-- Start of Records for this exercise --
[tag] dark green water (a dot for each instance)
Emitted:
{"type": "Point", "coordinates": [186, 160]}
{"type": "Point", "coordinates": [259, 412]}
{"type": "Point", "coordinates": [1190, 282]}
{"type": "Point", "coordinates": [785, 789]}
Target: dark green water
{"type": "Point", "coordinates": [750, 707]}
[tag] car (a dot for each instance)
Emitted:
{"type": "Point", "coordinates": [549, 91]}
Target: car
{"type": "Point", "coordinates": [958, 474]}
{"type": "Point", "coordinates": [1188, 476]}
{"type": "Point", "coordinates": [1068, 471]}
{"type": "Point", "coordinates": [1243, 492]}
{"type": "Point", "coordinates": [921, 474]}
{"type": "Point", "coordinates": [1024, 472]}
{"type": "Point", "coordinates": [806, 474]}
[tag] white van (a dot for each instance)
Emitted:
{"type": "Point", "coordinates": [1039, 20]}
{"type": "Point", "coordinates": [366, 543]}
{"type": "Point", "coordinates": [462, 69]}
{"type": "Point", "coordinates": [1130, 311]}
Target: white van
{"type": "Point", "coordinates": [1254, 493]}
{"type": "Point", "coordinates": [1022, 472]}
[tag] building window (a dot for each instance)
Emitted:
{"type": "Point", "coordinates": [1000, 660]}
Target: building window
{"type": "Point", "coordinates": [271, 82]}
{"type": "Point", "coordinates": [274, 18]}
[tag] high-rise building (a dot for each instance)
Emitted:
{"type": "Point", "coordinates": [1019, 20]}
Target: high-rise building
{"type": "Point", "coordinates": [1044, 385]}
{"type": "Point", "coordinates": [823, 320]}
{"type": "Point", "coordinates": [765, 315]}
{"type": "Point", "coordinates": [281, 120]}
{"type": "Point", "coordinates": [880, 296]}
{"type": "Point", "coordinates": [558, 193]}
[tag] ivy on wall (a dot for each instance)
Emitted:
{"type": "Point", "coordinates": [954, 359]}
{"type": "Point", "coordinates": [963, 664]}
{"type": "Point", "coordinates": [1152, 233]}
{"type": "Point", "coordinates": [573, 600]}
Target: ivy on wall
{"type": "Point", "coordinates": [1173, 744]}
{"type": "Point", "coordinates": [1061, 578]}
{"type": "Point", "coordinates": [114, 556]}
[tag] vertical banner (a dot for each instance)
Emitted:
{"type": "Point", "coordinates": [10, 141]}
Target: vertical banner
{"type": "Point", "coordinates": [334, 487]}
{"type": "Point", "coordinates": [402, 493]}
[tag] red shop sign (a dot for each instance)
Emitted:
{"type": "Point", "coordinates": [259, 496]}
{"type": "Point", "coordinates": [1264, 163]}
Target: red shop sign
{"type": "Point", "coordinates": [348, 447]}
-- End of Records for this exercise --
What is expected: Reproduce all of the data above, line for line, with every character unchanged.

Output below:
[tag] dark green water (a dot for each instance)
Emitted:
{"type": "Point", "coordinates": [186, 160]}
{"type": "Point", "coordinates": [259, 412]}
{"type": "Point", "coordinates": [1190, 282]}
{"type": "Point", "coordinates": [785, 789]}
Target: dark green water
{"type": "Point", "coordinates": [750, 707]}
[tag] car (a dot for each instance)
Emitted:
{"type": "Point", "coordinates": [549, 91]}
Target: car
{"type": "Point", "coordinates": [958, 474]}
{"type": "Point", "coordinates": [1188, 476]}
{"type": "Point", "coordinates": [1068, 471]}
{"type": "Point", "coordinates": [1243, 492]}
{"type": "Point", "coordinates": [921, 474]}
{"type": "Point", "coordinates": [1024, 472]}
{"type": "Point", "coordinates": [806, 474]}
[tag] white van (a dot for each instance)
Emitted:
{"type": "Point", "coordinates": [1039, 20]}
{"type": "Point", "coordinates": [366, 543]}
{"type": "Point", "coordinates": [462, 69]}
{"type": "Point", "coordinates": [1130, 311]}
Target: white van
{"type": "Point", "coordinates": [1254, 493]}
{"type": "Point", "coordinates": [1022, 472]}
[tag] building window (a dot for each instance)
Emitted:
{"type": "Point", "coordinates": [1000, 660]}
Target: building window
{"type": "Point", "coordinates": [271, 82]}
{"type": "Point", "coordinates": [274, 18]}
[tag] high-rise building (a dot for each instance)
Emitted:
{"type": "Point", "coordinates": [1019, 20]}
Target: high-rise building
{"type": "Point", "coordinates": [1044, 385]}
{"type": "Point", "coordinates": [823, 320]}
{"type": "Point", "coordinates": [765, 315]}
{"type": "Point", "coordinates": [281, 120]}
{"type": "Point", "coordinates": [880, 296]}
{"type": "Point", "coordinates": [558, 193]}
[tag] ivy on wall (a dot for each instance)
Emitted:
{"type": "Point", "coordinates": [954, 359]}
{"type": "Point", "coordinates": [963, 664]}
{"type": "Point", "coordinates": [1152, 233]}
{"type": "Point", "coordinates": [573, 600]}
Target: ivy on wall
{"type": "Point", "coordinates": [1173, 744]}
{"type": "Point", "coordinates": [1061, 578]}
{"type": "Point", "coordinates": [114, 556]}
[tag] vertical banner (a dot for each instance)
Emitted:
{"type": "Point", "coordinates": [10, 141]}
Target: vertical banner
{"type": "Point", "coordinates": [334, 487]}
{"type": "Point", "coordinates": [402, 493]}
[tag] red shop sign (a dot for each instance)
Emitted:
{"type": "Point", "coordinates": [259, 496]}
{"type": "Point", "coordinates": [1264, 163]}
Target: red shop sign
{"type": "Point", "coordinates": [348, 447]}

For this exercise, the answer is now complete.